>> START INFORMATION SHOWN

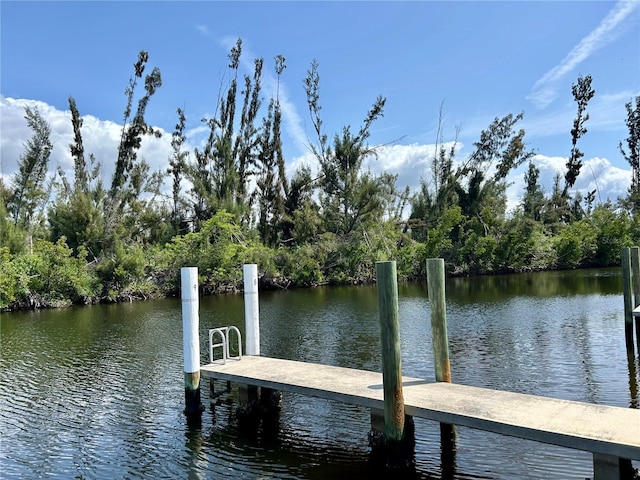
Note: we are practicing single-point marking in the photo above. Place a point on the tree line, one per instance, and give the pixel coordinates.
(77, 239)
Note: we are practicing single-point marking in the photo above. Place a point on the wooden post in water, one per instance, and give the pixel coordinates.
(442, 365)
(191, 342)
(635, 279)
(625, 256)
(437, 302)
(251, 309)
(391, 357)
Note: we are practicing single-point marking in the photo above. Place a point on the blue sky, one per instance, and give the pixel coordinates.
(479, 59)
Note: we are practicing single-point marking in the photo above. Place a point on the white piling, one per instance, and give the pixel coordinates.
(251, 309)
(191, 341)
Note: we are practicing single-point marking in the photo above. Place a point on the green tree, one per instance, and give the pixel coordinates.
(177, 167)
(632, 154)
(582, 94)
(533, 200)
(349, 197)
(29, 191)
(77, 214)
(222, 170)
(126, 183)
(271, 182)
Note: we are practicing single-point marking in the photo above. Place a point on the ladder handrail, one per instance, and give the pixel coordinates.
(224, 343)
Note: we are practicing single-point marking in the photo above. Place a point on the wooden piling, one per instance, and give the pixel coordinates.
(386, 277)
(251, 309)
(442, 365)
(191, 342)
(625, 256)
(635, 279)
(437, 302)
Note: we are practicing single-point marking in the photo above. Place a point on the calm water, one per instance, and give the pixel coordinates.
(97, 392)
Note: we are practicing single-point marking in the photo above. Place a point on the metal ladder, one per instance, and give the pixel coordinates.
(223, 333)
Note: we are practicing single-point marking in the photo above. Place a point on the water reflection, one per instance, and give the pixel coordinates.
(98, 392)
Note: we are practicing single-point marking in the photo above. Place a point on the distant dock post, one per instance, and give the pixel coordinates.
(627, 289)
(396, 441)
(191, 342)
(249, 394)
(251, 309)
(438, 305)
(635, 275)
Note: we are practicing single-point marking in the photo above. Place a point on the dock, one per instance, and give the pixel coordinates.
(612, 432)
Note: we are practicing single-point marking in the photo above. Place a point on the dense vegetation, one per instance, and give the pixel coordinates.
(79, 240)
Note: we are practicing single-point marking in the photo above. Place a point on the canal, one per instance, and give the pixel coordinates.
(97, 392)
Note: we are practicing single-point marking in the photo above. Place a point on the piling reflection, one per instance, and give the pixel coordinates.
(633, 379)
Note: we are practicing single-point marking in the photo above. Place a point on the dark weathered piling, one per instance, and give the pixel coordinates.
(437, 302)
(391, 356)
(635, 279)
(191, 342)
(625, 256)
(442, 365)
(396, 448)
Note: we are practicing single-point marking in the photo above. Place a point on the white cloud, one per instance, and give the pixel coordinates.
(100, 137)
(544, 90)
(412, 163)
(609, 181)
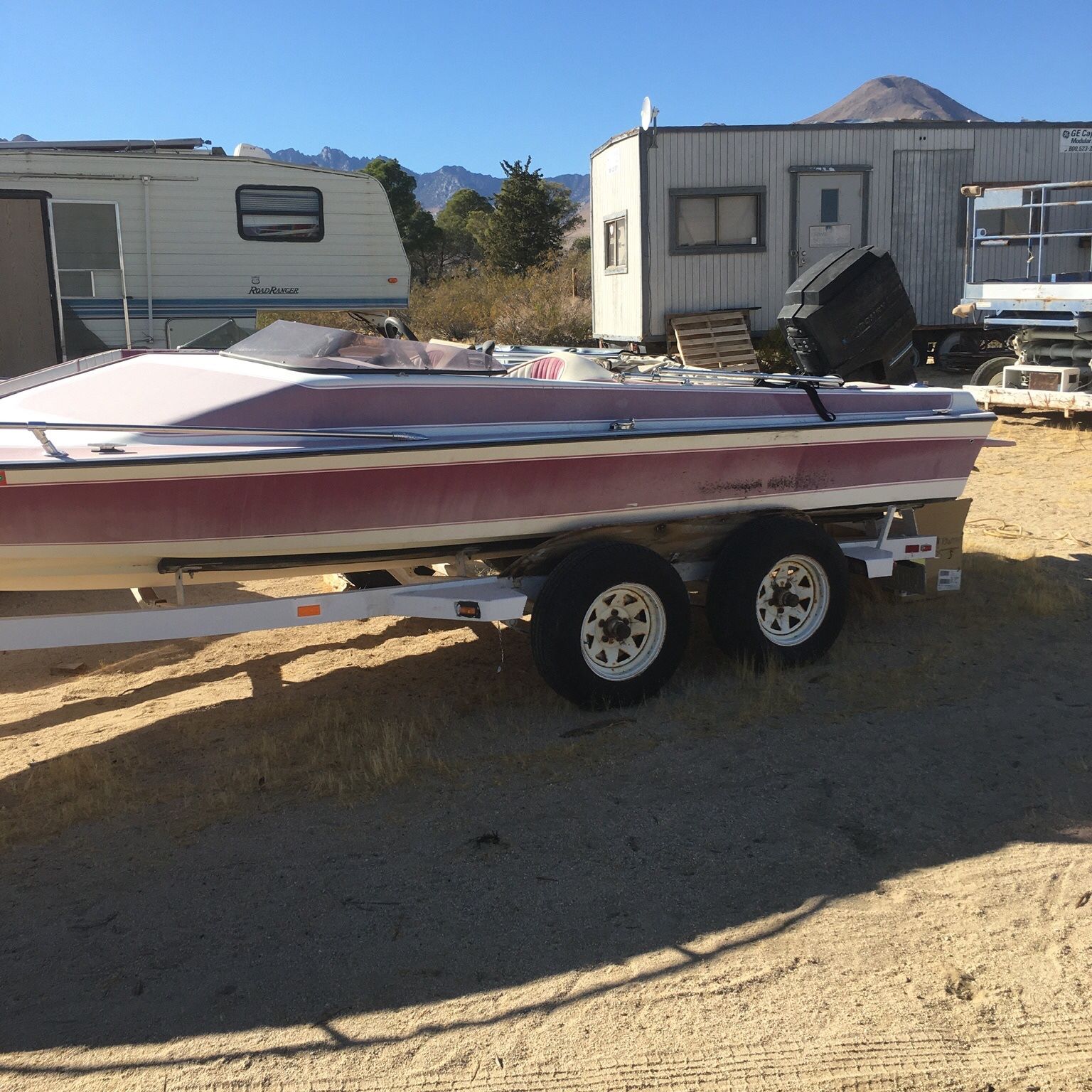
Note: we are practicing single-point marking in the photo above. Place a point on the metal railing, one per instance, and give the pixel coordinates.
(40, 429)
(1035, 203)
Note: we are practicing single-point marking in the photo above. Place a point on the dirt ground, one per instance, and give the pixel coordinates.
(382, 855)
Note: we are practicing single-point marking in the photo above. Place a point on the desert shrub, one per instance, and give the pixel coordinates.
(772, 352)
(536, 308)
(539, 308)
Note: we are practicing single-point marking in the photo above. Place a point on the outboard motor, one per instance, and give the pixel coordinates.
(850, 316)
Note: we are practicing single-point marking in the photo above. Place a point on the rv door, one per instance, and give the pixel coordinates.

>> END INFORMATION SHOWN

[WHAT IS NEEDED]
Copy out the data records line for line, word for word, covering every record, and omit the pictures from your copy.

[RIGHT ANSWER]
Note: we are practicing single-point marking in the photo above. Place a point on the tree line, one per instance, and give the pixel coordinates.
(77, 239)
Note: we are practicing single-point marking in the photo above. Place a point on the wooden post in water, one per instance, and give the pixel coordinates.
(442, 365)
(191, 342)
(635, 279)
(625, 256)
(437, 302)
(251, 309)
(391, 357)
Note: we are practicing single-point marking in the photo above. Place a point on the blue sky, one per instance, and give the pixel coordinates.
(479, 59)
Note: we are practicing single-point marking in the photo above. Place a point on the white piling, one per instance, and give the pixel coordinates.
(251, 309)
(191, 341)
Note: we are practicing single-point marking in the photo above. Place a point on the green tree, one per instance, and give the pixel coordinates.
(177, 167)
(632, 154)
(582, 94)
(533, 200)
(349, 197)
(29, 191)
(77, 214)
(222, 170)
(126, 183)
(271, 182)
Note: we are practicing single-point marking in the photo above. Place a point on the ladder handrail, one per instance, and give the pixel coordinates.
(224, 343)
Note: we are practicing single-point marking in the photo above. Place a point on the wooden piling, one per instance, and give the pixel coordinates.
(386, 277)
(251, 309)
(442, 365)
(191, 342)
(625, 256)
(635, 279)
(437, 302)
Note: we are practicing single-point marking in the photo above. Place a point on the calm water, one per instance, and give the pixel coordinates.
(97, 392)
Note: we are practicing single-point marking in the photo above. Place a point on the metal ladder, one per instance, and give the pixel coordinates.
(223, 333)
Note: we are practicing single-point marking in the photo above. Place a point on the water reflection, one per instance, and give the pixel coordinates.
(98, 392)
Note: we are practicing single-point marking in the photo above. Place a point on the distant dock post, one per instance, and give the pixel coordinates.
(627, 289)
(396, 441)
(191, 342)
(249, 394)
(251, 309)
(438, 305)
(635, 275)
Note: we are practicing single-point marking in the photo above. Place a point on the dock, one per instance, and give the pixel coordinates.
(612, 432)
Note: we are practicing single-point marking in the photo above. Place a point on the dense vegetation, one per instance, and give the pixel coordinates.
(79, 240)
Note: we are practicing single-point marking in the photo above. Place a point on the canal, one per instance, and give the pixel coordinates.
(97, 392)
Note: we are practicing single-point marking in the photo above. Place a point on the piling reflection, one per instance, and give the pixel coordinates.
(633, 379)
Note: we are practicing single-point marking in the photo above. Place a point on the dark weathered piling, one per instance, and give the pixel coordinates.
(437, 302)
(391, 356)
(635, 279)
(191, 342)
(625, 256)
(442, 365)
(396, 448)
Note: we are practicing single-point marking in the photo above. Place a point on the white cloud, one per instance, and give the pixel coordinates.
(100, 137)
(544, 90)
(412, 163)
(609, 181)
Note: we are practicing single-point marking in the photo above. Place a point on the metal railing, one per instance, and give the pixel coordinates.
(40, 429)
(1035, 203)
Note: we are practicing single-point marking in the photo above. Place a point on the dirt ground, one per instance, and give the pixel coordinates.
(382, 855)
Note: we are practicing single-point marking in the photo above. Place a point on the desert shrub, one per instance, and give the pixel coordinates.
(772, 352)
(536, 308)
(539, 308)
Note: we are practicing single-point marking in the photo above. Place a point on the outboard motor, one per instance, and give the pixel coordinates.
(850, 316)
Note: we are practicing single-point marking in the photo above. Place a point on the rv door, one per instance, and give the pixel coordinates.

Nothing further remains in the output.